─── TEXTE DE LA PAGE ───

Interrogation sur le tableau (07/2015)
Cène à Emmaüs (1601-1602) - Huile et œuf sur toile 141 x 196.2 cm. - British Museum
C'est un tableau de grand format. Par de-là la beauté de la lumière et des couleurs, par-delà le rendu intime de la scène et le dynamisme de la composition, le mouvement, il a quelque chose qui me trouble dans ce tableau ...
London - National Gallery - 07/2015
Le 07/11/2013 on trouve sur le site Arte la brève suivante au sujet de ce que l'on pensait être des copies de deux tableaux de Caravaggio, dont la première Cène d'Emmaüs:
Deux toiles du Caravage découvertes dans une église de Loches
Les deux toiles découvertes dans une église de
Loches (Indre-et-Loire) en 1999 ont été officiellement attribuées au
peintre italien Michelangelo Merisi Caravage, dit Le Caravage.
"Pèlerinage de Notre Seigneur à Emmaüs" et "Saint-Thomas mettant son
doigt en la plaie du Christ", avaient été repérés sous la tribune de
l'orgue de l'église Saint-Antoine de Loches.
Les tableaux qui devraient être accessibles au public dès cet été.
1/ La symbolique orthodoxe du tableau (ce qui ne semble pas faire débat)
Une construction basée sur des triangles remarquables (rectangle et isocèle). La Trinité
Une nature morte pour évoquer le destruction des choses terrestre dans le temps (fruits tachés, brin d'osier cassé de la corbeille) et la mort, l'instant où tout bascule (la corbeille en équilibre précaire au bord de la table).
Un site web catholique propose aussi:
- la pomme gâtée à côté de fruits sains = le péché originel, la coexistence terrestre du bien et du mal.
- le poulet sur la table pour le coq qui chanta après le troisième reniement de Pierre (Pourquoi pas ?)
- Le linge blanc du Christ pour le linceul, la tunique rouge et la grenade ouverte et saignant son jus pour rappeler la Passion.
- les feuilles de vigne pour cette parole du Christ "Je suis la vigne, vous les sarments".
Le personnage de droite à les bras en croix en évocation de la crucifixion.
Le visage du Christ est au-dessus et dans la direction de la nature morte. Le Christ défie la mort.
Le pain bénit caché derrière le poulet.
2/ La symbolique mystérieuse : irrévérences, blasphèmes, cri de douleur, les pourquoi?
Les commentaires du web sur cette œuvre font remarquer que Caravaggio a peint un Christ sans ses attributs iconographiques habituels, notamment sans auréole. Pourtant l'ombre portée du cabaretier sur le mur crée une auréole noire au-dessus de la tête du Christ. La lumière sombre et noire pour marquer la sainteté? Une irrévérence du peintre?

─── ENREGISTREMENTS À TRAITER ───

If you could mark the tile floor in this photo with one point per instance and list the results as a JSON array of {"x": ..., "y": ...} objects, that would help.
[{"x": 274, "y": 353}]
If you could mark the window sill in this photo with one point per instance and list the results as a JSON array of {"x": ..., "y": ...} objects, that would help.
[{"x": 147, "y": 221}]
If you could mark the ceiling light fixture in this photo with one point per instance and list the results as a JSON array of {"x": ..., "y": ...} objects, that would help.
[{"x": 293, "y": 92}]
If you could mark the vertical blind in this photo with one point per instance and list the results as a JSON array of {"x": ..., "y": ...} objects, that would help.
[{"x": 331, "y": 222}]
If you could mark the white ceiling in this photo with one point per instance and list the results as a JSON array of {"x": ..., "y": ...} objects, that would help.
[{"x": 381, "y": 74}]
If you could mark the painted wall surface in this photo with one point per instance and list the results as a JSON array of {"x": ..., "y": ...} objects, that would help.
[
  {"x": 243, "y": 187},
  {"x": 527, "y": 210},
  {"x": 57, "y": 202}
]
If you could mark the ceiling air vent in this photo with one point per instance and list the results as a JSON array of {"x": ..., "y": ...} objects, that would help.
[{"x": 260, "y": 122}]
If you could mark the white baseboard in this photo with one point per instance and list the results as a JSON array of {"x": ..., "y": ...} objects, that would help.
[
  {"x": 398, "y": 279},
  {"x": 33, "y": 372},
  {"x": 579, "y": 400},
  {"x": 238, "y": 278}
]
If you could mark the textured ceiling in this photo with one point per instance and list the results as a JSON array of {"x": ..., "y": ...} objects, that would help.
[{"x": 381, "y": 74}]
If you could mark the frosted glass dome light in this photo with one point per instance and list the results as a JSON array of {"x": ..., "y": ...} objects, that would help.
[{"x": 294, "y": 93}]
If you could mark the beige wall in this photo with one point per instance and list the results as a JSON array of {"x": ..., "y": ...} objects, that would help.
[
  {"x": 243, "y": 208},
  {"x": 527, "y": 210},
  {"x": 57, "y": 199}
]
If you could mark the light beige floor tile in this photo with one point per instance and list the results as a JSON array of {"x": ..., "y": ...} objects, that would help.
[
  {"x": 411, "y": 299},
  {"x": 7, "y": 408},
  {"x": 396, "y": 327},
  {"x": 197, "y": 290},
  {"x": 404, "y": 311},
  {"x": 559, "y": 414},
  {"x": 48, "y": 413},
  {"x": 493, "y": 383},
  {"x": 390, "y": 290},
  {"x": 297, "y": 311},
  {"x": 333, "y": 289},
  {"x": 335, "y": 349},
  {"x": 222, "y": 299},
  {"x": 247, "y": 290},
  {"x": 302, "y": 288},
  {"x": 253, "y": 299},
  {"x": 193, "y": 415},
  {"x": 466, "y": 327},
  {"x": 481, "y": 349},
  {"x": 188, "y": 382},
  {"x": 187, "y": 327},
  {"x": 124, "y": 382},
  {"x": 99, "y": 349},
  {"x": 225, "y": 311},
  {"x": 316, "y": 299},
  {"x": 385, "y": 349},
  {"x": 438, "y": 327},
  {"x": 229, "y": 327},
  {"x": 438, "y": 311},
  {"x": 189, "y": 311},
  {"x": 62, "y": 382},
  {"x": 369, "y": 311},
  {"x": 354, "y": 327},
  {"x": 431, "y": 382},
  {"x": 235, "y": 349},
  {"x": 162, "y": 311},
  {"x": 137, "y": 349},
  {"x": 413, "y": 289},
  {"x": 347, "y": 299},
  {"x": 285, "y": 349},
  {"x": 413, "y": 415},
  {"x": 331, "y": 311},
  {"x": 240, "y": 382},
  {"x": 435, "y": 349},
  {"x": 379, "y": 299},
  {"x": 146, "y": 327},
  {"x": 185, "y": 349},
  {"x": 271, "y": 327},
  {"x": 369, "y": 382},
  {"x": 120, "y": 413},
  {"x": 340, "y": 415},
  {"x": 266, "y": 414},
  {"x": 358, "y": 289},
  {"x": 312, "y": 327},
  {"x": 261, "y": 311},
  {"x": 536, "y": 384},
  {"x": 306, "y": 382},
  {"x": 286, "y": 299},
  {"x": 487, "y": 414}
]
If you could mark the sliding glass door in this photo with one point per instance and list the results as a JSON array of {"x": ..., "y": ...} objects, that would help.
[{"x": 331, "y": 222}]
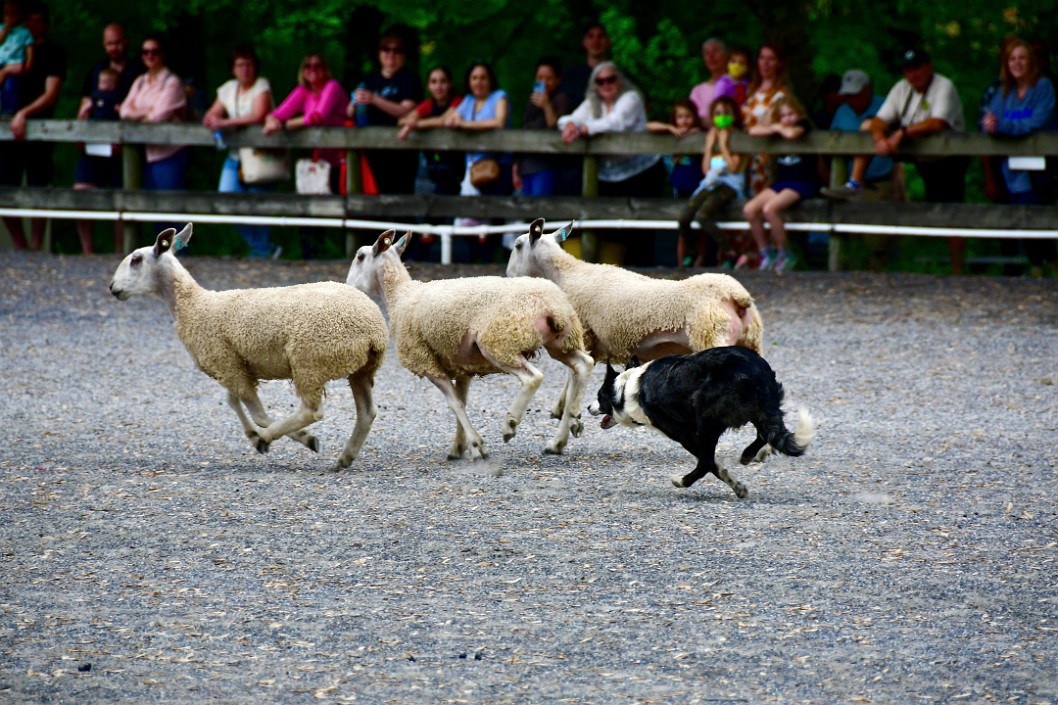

───

TÂCHE ÉNONCÉE 1: Extrayez tel quel du texte sur la Cène à Emmaüs le passage qui s'ouvre sur les mots contenant « - Le linge blanc » et se termine par « de la crucifixion. ».
TÂCHE ÉNONCÉE 2: Recopiez à l'identique, dans les enregistrements, les lignes allant de celle qui contient « If you could mark the sliding » jusqu'à la fin des enregistrements, les deux bornes comprises. N'incluez pas les images dans la réponse.

SOLUTION DU PROBLÈME 1:
- Le linge blanc du Christ pour le linceul, la tunique rouge et la grenade ouverte et saignant son jus pour rappeler la Passion.
- les feuilles de vigne pour cette parole du Christ "Je suis la vigne, vous les sarments".
Le personnage de droite à les bras en croix en évocation de la crucifixion.

SOLUTION DU PROBLÈME 2:
If you could mark the sliding glass door in this photo with one point per instance and list the results as a JSON array of {"x": ..., "y": ...} objects, that would help.
[{"x": 331, "y": 222}]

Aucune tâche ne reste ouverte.